◆ GOAL
Copy out the lines below, word for word, from the first line of the rows through the line with "column 452, row 205".
++++++
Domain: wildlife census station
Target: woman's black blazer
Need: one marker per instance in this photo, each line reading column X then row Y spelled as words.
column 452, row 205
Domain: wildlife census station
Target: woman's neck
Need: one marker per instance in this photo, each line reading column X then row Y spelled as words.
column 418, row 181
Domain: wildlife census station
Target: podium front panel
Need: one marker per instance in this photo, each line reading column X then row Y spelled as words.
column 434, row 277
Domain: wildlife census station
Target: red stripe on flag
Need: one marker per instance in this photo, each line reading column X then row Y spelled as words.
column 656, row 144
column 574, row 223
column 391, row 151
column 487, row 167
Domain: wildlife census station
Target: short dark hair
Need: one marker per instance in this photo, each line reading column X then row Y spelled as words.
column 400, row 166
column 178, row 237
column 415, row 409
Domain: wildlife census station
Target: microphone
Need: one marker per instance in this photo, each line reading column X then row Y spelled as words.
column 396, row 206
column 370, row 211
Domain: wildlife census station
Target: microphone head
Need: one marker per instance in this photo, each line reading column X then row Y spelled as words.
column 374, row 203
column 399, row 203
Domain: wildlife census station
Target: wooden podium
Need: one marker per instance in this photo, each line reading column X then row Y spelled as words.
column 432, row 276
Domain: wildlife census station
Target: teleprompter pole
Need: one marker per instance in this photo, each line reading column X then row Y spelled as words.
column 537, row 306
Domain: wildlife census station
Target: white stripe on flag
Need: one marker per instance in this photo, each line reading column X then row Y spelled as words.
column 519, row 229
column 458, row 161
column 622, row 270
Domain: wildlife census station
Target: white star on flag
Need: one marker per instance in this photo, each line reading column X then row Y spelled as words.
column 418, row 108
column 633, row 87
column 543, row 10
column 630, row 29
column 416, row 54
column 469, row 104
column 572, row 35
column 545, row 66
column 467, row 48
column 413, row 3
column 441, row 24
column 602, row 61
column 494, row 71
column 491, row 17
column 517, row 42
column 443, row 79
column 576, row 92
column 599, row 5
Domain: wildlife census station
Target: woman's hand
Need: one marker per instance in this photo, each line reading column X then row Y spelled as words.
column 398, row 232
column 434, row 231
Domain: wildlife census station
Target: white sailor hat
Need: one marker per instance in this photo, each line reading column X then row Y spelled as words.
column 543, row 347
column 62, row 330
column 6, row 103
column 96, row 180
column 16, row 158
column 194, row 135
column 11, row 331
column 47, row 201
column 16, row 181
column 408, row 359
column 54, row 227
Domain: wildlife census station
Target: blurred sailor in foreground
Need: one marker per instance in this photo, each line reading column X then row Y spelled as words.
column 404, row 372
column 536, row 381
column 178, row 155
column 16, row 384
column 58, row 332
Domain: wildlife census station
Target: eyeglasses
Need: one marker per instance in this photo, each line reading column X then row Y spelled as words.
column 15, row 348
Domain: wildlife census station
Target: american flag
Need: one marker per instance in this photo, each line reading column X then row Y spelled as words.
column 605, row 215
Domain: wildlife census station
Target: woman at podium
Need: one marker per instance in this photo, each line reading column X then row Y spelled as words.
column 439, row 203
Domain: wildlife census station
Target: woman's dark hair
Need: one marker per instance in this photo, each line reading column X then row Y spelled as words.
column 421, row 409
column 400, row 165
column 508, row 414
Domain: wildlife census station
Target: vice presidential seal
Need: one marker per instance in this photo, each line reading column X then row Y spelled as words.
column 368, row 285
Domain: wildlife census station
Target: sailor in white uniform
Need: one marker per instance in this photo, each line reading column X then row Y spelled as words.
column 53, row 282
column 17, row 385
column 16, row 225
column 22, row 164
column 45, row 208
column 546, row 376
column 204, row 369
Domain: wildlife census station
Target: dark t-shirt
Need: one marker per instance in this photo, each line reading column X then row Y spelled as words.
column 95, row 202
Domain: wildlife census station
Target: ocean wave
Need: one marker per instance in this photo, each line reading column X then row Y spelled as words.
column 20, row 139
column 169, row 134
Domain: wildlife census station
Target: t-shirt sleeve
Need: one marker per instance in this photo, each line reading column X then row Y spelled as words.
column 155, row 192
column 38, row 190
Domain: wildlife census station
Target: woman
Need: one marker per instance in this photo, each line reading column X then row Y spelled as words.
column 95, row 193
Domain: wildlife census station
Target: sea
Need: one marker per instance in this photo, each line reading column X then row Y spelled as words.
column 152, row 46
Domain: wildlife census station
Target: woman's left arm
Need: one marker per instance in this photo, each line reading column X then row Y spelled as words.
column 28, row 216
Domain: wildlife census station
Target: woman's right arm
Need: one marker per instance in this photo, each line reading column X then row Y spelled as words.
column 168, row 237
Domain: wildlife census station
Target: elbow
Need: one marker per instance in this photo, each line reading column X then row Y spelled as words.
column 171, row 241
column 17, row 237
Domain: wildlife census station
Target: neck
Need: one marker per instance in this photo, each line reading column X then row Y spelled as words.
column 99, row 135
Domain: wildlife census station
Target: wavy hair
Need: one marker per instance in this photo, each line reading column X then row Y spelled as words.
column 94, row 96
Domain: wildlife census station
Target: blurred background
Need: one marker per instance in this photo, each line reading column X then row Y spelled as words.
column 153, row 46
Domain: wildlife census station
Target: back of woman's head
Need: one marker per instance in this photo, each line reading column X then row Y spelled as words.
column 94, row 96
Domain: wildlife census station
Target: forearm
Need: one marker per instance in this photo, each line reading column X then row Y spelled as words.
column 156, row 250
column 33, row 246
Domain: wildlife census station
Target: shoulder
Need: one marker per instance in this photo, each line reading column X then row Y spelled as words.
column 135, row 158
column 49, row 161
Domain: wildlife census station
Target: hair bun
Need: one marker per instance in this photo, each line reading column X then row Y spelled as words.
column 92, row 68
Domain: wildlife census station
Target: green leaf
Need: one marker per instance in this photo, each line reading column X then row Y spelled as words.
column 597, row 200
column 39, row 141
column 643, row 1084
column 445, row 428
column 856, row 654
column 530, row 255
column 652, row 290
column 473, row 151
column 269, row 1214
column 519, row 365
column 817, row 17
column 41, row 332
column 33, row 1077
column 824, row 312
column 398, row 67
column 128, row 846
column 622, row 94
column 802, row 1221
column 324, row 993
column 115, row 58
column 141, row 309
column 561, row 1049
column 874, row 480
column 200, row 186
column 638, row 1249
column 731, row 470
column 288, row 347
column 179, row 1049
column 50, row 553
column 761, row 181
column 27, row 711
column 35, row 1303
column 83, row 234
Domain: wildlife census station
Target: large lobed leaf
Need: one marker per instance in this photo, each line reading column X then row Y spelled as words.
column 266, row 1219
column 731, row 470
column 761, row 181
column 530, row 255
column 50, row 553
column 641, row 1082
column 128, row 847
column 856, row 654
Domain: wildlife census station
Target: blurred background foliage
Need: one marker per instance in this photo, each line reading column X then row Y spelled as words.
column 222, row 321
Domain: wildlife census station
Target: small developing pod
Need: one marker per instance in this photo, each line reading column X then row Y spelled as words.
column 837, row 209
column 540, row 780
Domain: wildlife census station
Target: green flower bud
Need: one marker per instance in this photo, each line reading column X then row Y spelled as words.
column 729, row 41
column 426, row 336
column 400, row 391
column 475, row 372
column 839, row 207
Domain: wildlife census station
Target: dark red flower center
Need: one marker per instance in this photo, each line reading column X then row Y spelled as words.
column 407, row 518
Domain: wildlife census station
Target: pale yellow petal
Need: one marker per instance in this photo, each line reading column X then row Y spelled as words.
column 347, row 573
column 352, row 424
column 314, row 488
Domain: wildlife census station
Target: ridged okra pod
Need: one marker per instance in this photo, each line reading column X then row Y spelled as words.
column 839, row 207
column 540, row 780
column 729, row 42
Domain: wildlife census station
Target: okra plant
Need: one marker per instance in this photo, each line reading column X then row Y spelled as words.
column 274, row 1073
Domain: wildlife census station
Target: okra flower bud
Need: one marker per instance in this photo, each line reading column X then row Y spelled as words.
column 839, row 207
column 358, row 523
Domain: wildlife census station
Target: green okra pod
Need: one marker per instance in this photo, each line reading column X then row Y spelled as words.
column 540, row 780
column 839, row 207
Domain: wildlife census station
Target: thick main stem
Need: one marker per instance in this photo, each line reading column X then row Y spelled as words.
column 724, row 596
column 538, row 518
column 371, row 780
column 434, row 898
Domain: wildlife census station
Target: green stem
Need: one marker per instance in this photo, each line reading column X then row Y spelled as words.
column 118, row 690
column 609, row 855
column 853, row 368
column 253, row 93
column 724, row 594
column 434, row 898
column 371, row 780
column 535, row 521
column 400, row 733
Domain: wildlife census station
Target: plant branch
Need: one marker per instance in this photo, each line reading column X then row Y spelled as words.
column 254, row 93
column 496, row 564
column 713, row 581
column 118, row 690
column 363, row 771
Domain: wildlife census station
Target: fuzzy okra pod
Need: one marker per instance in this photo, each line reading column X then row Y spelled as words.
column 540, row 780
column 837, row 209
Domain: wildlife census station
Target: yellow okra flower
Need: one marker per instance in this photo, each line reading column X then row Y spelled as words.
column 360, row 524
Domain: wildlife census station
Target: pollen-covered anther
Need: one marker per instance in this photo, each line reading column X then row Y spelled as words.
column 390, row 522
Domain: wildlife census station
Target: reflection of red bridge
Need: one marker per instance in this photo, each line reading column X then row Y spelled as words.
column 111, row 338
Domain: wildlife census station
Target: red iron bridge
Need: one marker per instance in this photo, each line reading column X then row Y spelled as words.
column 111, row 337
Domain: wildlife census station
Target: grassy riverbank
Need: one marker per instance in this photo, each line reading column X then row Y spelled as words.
++++++
◆ SOLUTION FOR THIS PROBLEM
Domain: wildlife census station
Target: woman's black blazer
Need: one marker per instance in this photo, each line reading column X then row Y spelled as words.
column 452, row 205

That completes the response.